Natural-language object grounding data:
■ ■ ■ ■ ■
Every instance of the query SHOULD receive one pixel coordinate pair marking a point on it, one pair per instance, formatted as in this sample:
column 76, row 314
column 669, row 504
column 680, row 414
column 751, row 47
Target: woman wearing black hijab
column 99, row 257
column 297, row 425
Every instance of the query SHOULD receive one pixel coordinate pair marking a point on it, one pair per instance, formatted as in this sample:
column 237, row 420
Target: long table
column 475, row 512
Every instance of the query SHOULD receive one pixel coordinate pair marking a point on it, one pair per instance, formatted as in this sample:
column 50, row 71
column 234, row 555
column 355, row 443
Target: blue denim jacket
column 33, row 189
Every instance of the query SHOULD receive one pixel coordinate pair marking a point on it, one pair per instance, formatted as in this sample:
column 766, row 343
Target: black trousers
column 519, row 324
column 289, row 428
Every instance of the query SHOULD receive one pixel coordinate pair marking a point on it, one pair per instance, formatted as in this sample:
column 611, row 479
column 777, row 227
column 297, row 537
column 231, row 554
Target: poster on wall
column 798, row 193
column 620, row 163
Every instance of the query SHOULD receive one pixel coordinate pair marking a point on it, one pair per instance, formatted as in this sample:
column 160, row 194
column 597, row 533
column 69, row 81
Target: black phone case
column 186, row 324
■ ■ ■ ■ ■
ACTION ITEM: The result consists of the line with "column 231, row 554" through the last line of the entries above, repeated exactly and with nothing else.

ANSWER SECTION:
column 231, row 554
Target: poster on wall
column 798, row 193
column 620, row 163
Every instance of the query SHOULD receive one pixel coordinate pair marking a point on it, one pair per instance, formatted as in this sample:
column 160, row 194
column 597, row 533
column 69, row 81
Target: black phone case
column 186, row 324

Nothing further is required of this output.